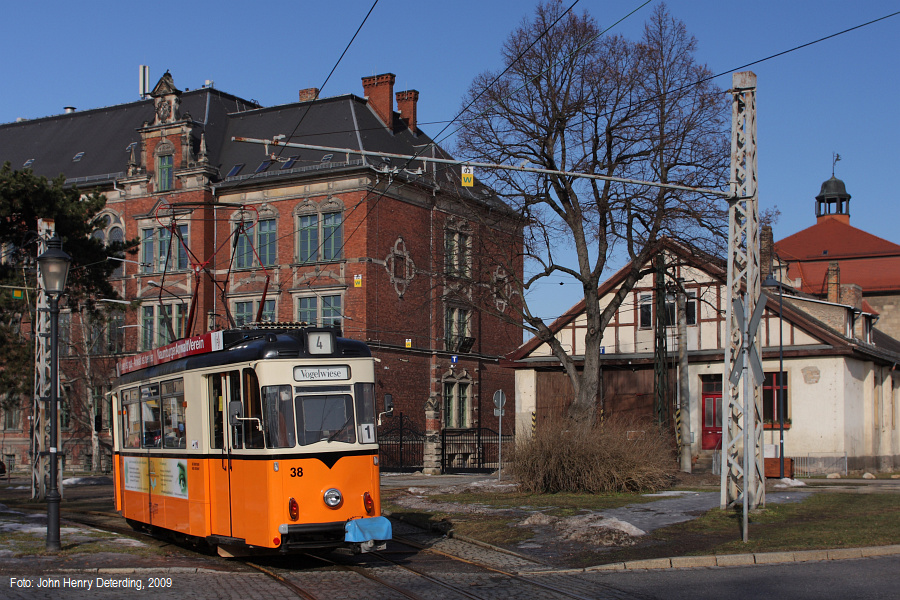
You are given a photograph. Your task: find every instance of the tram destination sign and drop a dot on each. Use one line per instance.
(200, 344)
(322, 373)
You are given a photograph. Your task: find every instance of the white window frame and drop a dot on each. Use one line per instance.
(320, 296)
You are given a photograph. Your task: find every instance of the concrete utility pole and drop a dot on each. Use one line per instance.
(742, 404)
(684, 388)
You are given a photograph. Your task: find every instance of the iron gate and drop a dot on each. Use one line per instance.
(473, 450)
(402, 447)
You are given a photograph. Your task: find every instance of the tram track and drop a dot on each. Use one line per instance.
(431, 573)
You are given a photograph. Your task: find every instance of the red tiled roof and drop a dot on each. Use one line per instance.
(833, 239)
(881, 274)
(867, 260)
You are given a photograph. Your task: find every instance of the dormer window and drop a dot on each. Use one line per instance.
(165, 177)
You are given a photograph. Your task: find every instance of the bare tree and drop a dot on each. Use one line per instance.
(573, 100)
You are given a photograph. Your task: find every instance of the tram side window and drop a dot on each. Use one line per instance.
(173, 408)
(279, 421)
(150, 416)
(131, 419)
(325, 418)
(253, 429)
(365, 411)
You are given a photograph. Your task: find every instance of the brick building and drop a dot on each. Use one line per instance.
(397, 253)
(840, 264)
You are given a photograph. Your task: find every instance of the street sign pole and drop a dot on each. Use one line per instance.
(499, 401)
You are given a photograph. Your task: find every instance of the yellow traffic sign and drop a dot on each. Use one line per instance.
(468, 175)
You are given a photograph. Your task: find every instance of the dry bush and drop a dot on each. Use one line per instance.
(615, 455)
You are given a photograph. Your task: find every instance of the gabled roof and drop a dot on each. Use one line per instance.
(885, 347)
(103, 138)
(832, 239)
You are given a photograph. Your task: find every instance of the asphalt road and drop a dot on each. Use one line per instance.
(863, 579)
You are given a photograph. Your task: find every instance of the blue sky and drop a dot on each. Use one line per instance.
(835, 96)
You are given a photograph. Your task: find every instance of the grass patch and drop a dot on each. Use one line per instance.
(562, 500)
(822, 520)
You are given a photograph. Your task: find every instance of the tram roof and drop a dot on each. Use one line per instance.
(249, 345)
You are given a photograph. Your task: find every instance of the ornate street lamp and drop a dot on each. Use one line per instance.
(53, 268)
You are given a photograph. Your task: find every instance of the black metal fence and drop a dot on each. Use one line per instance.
(473, 450)
(402, 446)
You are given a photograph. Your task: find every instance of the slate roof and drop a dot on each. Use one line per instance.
(867, 260)
(346, 121)
(104, 134)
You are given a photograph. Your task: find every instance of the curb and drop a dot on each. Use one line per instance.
(736, 560)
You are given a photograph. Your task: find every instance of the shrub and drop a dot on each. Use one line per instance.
(615, 455)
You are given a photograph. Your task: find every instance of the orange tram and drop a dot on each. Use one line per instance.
(252, 440)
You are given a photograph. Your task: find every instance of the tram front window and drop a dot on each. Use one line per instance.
(325, 418)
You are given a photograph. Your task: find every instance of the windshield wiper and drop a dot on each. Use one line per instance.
(341, 430)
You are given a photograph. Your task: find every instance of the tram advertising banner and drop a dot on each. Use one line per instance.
(135, 474)
(165, 476)
(199, 344)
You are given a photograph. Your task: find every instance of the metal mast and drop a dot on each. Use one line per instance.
(40, 432)
(742, 405)
(660, 364)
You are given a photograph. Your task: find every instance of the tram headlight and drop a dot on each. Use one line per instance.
(333, 498)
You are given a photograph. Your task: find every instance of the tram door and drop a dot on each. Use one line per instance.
(223, 387)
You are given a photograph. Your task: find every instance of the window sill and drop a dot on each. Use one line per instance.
(776, 426)
(316, 263)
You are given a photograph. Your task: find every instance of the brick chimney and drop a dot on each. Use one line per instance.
(833, 282)
(309, 94)
(379, 89)
(851, 295)
(406, 104)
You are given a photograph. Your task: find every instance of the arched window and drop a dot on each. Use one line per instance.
(320, 231)
(165, 166)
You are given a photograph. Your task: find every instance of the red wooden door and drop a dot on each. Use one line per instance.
(712, 421)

# SET TASK:
Without including the pictures, reproduce all entries exactly.

# RESULT OF THIS EXERCISE:
You are given a photograph. Your task: find every instance of the tram destination sign and drop a dot on each. Use one line per instance.
(200, 344)
(322, 373)
You are given a photograph. Your task: find every instance of the white window frame and drop a dot on each. Use one line per instance.
(320, 296)
You are given a photograph. Your task: find every instance of the concrete utility pole and drop a dot on each. Use one line per instance.
(742, 404)
(684, 388)
You are given a photograph. Your task: find every instance of the iron gate and drop a dot on each. Use one line per instance.
(473, 450)
(402, 447)
You are given a photograph. Your task: find every instance of the tram track and drop a dot on each. Use one line per instance.
(431, 573)
You are given a photograph. Your task: find every instance of the red tiled roof and drop a dot on each. Use one line per instance.
(833, 239)
(881, 274)
(867, 260)
You are given a photograph. Your task: find every instance of the dormer window and drop a dot on each. Use one line per instance.
(165, 177)
You are given a photograph. Your task: find every instance of the bare tree and drop a dot on each. Use one line per instance.
(573, 100)
You are given a photograph. Your task: find every instance of the tram side window and drop a dot on each. Use one line per instance.
(173, 408)
(279, 421)
(150, 416)
(131, 419)
(325, 418)
(253, 429)
(365, 411)
You are given a photograph. Your task: find every instance of the brick building and drop a dot on each. Use one line per instance.
(397, 253)
(840, 264)
You are given a photograph. Your task: find every instance of the street sign pole and drop a dot on each. Use one line per instance.
(499, 401)
You are given a photograph. Your task: find every instance of the yellow traffic sign and drop a dot on each. Use one line per instance.
(468, 175)
You are given a photograph. Your task: find every instance of the dry bush and drop a dot on each. Use one line per instance.
(615, 455)
You are given a photograph. Your task: find every instance of the gabled roof and drop a dot on each. Use one line per instance.
(885, 347)
(103, 138)
(832, 239)
You are given a photograph. Your task: find every instance of the asphalt road and drop a dot on each. Use one line per instance.
(863, 579)
You are given a photograph. Your task: find every instance of the blue sky and drop a dot on each. Use one line per instance.
(835, 96)
You are given a photograph. Your task: find every instance of the grass patch and drop a dot on each. Use one line per instance.
(562, 500)
(822, 520)
You are given a photograph. Your task: find every instance of the tram roof and drop a dot on each. Use one line per instance.
(249, 345)
You are given a photograph. Your task: find every instance of the ornate street lamp and drop a dot on each. Use one line per instance.
(53, 268)
You are given a photograph. Your task: find every instance of the black metal fence and drop a dot on each. Use one line per instance.
(473, 450)
(402, 446)
You are given a photograph. Your task: find every instance of the slate roof and drop a dot on each. Use one line per instance.
(867, 260)
(346, 121)
(104, 134)
You are given a photograph. Your task: find every instance of the curb and drop a dot on each. Use one line per instance.
(736, 560)
You are given a photograph. Your task: find every instance of the shrub and drop a dot on each. Use one line per instance.
(615, 455)
You are given a photograph. Your task: find every instance of the orange tram and drop a dot on each. Use one line per instance.
(252, 440)
You are given a photograph. Your task: find every instance of the tram front window and drop a dot on each. Use one line per instance.
(325, 418)
You are given a photograph. Your task: find every instance of the windshield wiper and drop a dot on each. Use one line per instance.
(341, 430)
You are given a photograph. Your task: find every instance of the tram advertising banner and drop a dot on each. Use one line per instance.
(135, 474)
(165, 476)
(199, 344)
You are given a photograph. Your task: find every instance of the metal mast and drop a dot on each. Use one line per instance.
(40, 432)
(742, 405)
(660, 364)
You are given a photograph. Your task: find every instance of the tram headlight and drop a dot on each. Use one line per instance.
(333, 498)
You are given a photograph. Your task: find every instance of the tram door and drop a dot on each. Use one line per instance.
(223, 387)
You are given a photograph. Your task: find every instance of the window sill and drop a dot on each. Use one line per instance.
(776, 426)
(316, 263)
You are given a photograph. Your task: find every instance of the brick chimney and drop a dot on each. Use one line per instance.
(833, 282)
(309, 94)
(379, 89)
(851, 295)
(406, 104)
You are given a photograph. Your task: find every instance of the arched window and drop a dot on each. Use one line per instance.
(320, 231)
(165, 166)
You are given a photograph. Your task: find every instance of the red wooden door and drop a dot on each. Use one line per instance.
(712, 421)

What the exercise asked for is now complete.